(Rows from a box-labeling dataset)

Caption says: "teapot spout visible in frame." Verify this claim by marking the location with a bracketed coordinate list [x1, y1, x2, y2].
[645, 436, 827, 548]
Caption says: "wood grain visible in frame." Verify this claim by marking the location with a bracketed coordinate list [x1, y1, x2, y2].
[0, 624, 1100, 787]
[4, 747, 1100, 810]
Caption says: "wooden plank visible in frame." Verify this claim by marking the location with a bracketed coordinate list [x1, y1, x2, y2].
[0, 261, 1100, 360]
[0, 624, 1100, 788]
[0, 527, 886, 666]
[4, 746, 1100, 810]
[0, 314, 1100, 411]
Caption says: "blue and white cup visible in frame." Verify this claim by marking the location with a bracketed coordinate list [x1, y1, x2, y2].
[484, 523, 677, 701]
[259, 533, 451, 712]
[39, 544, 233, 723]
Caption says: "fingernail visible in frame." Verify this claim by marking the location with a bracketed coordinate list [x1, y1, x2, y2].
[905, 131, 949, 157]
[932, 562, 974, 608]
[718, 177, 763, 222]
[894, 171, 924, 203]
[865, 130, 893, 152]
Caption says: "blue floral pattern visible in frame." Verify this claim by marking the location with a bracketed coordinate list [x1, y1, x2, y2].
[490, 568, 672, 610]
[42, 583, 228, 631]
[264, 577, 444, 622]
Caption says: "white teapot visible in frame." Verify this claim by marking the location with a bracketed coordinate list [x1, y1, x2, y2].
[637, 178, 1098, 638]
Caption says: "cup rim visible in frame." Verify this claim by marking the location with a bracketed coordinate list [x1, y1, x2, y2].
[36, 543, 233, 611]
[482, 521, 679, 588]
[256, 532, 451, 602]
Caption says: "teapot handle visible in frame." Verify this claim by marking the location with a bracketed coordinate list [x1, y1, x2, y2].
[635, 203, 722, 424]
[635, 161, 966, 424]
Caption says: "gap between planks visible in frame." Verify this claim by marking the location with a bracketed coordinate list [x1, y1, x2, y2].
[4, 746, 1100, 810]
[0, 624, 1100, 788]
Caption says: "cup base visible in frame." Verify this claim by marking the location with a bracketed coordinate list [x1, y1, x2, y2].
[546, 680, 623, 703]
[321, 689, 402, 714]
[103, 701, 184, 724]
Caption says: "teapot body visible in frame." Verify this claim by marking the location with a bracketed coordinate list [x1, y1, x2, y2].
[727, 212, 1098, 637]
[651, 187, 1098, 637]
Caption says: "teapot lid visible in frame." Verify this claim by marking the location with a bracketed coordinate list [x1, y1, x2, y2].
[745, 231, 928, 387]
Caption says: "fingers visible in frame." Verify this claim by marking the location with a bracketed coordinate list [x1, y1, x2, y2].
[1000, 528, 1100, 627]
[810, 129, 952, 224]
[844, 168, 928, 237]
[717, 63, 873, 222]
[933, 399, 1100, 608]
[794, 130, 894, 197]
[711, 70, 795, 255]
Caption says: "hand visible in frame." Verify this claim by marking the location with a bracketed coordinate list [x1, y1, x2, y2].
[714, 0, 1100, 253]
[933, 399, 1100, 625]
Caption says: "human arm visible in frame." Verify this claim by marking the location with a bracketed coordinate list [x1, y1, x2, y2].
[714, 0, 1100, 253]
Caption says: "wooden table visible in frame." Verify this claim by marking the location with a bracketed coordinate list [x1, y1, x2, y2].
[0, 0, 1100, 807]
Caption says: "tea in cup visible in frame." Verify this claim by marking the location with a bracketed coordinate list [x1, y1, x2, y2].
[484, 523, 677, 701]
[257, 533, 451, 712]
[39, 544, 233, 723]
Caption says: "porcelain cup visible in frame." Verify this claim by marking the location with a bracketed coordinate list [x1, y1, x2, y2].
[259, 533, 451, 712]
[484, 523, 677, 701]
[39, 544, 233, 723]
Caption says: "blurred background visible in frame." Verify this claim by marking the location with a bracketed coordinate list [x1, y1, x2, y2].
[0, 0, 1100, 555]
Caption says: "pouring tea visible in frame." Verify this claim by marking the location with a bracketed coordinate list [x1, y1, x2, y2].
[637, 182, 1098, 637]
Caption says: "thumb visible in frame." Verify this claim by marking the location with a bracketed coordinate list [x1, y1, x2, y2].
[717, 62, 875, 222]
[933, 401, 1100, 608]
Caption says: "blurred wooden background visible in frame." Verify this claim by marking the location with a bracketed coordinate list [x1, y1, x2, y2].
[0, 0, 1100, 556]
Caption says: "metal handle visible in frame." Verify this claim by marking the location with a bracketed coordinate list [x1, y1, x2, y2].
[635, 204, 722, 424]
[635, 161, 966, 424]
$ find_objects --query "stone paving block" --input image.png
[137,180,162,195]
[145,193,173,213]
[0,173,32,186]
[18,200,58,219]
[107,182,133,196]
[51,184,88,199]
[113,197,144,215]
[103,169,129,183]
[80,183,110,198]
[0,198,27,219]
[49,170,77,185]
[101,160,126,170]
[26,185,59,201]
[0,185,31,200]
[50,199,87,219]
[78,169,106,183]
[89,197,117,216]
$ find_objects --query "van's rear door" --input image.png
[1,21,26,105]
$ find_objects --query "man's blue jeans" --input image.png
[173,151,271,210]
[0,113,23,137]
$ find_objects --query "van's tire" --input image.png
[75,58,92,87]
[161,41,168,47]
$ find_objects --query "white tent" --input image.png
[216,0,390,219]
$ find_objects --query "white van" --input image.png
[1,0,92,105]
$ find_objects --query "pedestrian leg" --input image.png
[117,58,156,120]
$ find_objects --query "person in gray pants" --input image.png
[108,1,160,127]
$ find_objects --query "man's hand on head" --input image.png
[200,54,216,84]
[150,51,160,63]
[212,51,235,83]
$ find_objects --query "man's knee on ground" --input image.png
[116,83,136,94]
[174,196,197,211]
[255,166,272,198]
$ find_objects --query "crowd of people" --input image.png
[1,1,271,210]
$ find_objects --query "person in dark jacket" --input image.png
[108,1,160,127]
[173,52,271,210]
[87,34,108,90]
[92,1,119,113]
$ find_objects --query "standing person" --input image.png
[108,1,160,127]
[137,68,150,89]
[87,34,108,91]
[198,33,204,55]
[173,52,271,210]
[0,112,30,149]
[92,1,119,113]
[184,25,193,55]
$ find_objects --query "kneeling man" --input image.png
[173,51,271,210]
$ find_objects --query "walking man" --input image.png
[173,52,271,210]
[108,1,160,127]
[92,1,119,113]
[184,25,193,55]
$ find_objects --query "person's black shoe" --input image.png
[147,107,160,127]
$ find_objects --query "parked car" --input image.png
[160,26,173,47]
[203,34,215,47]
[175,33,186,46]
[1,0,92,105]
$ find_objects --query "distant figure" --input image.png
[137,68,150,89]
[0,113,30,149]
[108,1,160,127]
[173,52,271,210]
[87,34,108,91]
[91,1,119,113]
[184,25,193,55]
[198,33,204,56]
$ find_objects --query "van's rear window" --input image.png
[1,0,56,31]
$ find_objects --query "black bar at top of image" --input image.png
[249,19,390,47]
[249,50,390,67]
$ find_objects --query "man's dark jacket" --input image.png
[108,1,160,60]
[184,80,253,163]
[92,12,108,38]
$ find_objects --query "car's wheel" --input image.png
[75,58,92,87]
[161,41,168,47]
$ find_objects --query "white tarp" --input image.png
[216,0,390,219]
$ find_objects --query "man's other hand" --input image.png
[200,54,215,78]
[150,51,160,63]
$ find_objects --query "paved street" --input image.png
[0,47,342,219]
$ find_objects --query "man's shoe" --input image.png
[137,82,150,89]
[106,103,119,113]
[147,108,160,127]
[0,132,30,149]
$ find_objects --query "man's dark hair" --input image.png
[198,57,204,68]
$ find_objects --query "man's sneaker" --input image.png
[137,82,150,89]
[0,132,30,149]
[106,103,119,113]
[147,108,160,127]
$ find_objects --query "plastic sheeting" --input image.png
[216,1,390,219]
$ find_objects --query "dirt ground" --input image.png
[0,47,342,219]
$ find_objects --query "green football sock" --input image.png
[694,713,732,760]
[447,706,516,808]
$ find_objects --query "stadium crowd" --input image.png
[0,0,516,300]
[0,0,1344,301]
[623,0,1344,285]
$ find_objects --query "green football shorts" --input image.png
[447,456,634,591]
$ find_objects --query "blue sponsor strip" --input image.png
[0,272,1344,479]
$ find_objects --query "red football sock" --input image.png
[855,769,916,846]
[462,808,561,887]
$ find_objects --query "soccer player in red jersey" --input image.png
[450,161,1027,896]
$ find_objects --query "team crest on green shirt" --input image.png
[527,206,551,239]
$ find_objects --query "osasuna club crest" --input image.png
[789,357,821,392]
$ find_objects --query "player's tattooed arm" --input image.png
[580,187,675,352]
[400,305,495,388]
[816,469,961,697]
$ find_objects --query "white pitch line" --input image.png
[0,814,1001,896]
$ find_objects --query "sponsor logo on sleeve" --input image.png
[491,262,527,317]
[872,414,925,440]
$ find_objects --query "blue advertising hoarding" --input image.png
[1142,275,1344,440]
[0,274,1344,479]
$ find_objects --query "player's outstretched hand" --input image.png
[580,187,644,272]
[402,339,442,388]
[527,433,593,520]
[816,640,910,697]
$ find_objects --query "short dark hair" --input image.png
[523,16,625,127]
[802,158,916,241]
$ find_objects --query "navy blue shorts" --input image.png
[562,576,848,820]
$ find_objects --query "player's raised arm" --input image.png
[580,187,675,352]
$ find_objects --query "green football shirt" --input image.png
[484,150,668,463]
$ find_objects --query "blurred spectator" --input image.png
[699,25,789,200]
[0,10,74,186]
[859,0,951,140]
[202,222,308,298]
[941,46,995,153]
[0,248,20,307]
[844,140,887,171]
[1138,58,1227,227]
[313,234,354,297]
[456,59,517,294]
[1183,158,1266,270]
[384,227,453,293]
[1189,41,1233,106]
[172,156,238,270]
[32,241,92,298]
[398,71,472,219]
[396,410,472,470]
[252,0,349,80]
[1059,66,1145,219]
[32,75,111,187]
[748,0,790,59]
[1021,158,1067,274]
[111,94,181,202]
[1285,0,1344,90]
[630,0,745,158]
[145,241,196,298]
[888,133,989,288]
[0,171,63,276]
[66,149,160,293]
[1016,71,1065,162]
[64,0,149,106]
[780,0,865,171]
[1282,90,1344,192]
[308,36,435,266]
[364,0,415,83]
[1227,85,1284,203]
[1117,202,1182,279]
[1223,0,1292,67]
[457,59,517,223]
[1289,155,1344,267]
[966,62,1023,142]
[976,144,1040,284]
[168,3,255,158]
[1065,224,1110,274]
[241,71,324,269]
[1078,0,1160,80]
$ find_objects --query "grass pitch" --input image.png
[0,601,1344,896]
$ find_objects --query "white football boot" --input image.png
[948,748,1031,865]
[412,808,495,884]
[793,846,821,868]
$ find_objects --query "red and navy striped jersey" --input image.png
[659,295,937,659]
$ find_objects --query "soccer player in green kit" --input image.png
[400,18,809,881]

→ The problem
Reproduce the part of the entries above that opens with the first line and closes with the line containing "[264, 577, 444, 622]", keeping both of those lines.

→ Answer for the task
Caption says: "teapot spout visible in frame." Verify this claim by marking the location with a bracketed coordinate list [x1, y1, x2, y2].
[645, 436, 827, 548]
Caption says: "wood grain visible in frame." Verify this claim by marking the location with a bracketed coordinate list [x1, y1, x2, y2].
[0, 624, 1100, 787]
[4, 747, 1100, 810]
Caption says: "wooden plank visible in frame." Verify this claim by marking the location with a bracketed coordinate list [x1, y1, x2, y2].
[0, 261, 1100, 360]
[0, 624, 1100, 788]
[0, 527, 886, 666]
[4, 746, 1100, 810]
[0, 314, 1100, 411]
Caption says: "blue and white cup visible in frame." Verify this claim by marking the location with a bracketed coordinate list [x1, y1, x2, y2].
[484, 523, 677, 701]
[259, 533, 451, 712]
[39, 544, 233, 723]
Caption says: "fingernail visible in frame." Verify this claim by marking the location with a bracketed coordinate list [x1, y1, x2, y2].
[905, 131, 949, 157]
[932, 562, 974, 608]
[718, 177, 763, 222]
[894, 171, 924, 203]
[865, 130, 893, 152]
Caption says: "blue floral pattern visible in frame." Verify this claim by marking the location with a bracketed coordinate list [x1, y1, x2, y2].
[490, 568, 672, 610]
[42, 583, 228, 631]
[264, 577, 444, 622]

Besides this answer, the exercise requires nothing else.